▸ **Goal of the exercise**
Go through the entries below and collect each line with the string "placing" in it.

◆ ◆ ◆ ◆

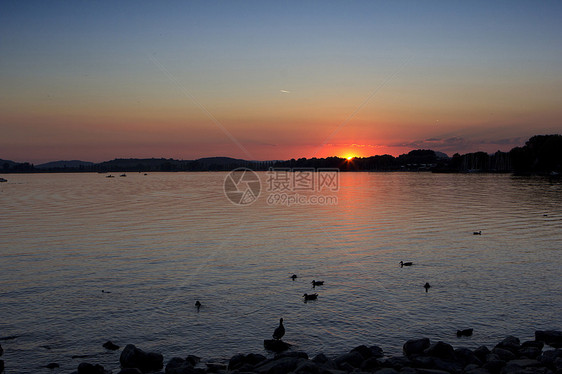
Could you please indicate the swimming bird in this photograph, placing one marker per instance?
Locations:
(465, 332)
(307, 297)
(317, 283)
(279, 331)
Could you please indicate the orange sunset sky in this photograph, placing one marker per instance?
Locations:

◆ ◆ ◆ ◆

▸ **Solution**
Could you please indicate the swimming bird in this photograph, placing one marker per instance?
Could you please indicate the orange sunset sky in this photograph, placing one marker per instance?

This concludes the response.